In the records below, switch every "negative clicks" to "exclude clicks" and leave everything else unchanged.
___
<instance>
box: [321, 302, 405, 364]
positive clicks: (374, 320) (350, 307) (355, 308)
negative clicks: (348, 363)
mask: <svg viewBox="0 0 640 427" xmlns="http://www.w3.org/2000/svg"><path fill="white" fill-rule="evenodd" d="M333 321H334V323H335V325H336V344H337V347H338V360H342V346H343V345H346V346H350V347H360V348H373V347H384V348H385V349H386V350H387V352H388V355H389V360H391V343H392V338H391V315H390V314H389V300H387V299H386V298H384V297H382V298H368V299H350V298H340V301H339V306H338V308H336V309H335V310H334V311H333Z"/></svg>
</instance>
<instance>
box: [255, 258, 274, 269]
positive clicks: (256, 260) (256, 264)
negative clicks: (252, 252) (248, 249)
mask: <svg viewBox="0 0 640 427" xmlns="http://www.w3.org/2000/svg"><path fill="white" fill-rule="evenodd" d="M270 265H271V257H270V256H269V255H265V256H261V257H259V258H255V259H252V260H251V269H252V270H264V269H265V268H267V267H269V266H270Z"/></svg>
___
#### TASK ANSWER:
<instance>
box: [321, 302, 405, 364]
positive clicks: (374, 320) (350, 307) (355, 308)
exclude clicks: (348, 363)
mask: <svg viewBox="0 0 640 427" xmlns="http://www.w3.org/2000/svg"><path fill="white" fill-rule="evenodd" d="M333 321H334V323H335V325H336V344H337V347H338V360H342V346H343V345H346V346H350V347H360V348H373V347H384V348H385V349H386V350H387V352H388V355H389V360H391V343H392V338H391V315H390V314H389V300H387V299H386V298H384V297H382V298H368V299H350V298H340V301H339V306H338V308H336V309H335V310H334V311H333Z"/></svg>
</instance>
<instance>
box: [255, 258, 274, 269]
positive clicks: (256, 260) (256, 264)
exclude clicks: (252, 252) (248, 249)
mask: <svg viewBox="0 0 640 427" xmlns="http://www.w3.org/2000/svg"><path fill="white" fill-rule="evenodd" d="M270 265H271V257H270V256H269V255H265V256H261V257H259V258H255V259H252V260H251V269H252V270H264V269H265V268H267V267H269V266H270Z"/></svg>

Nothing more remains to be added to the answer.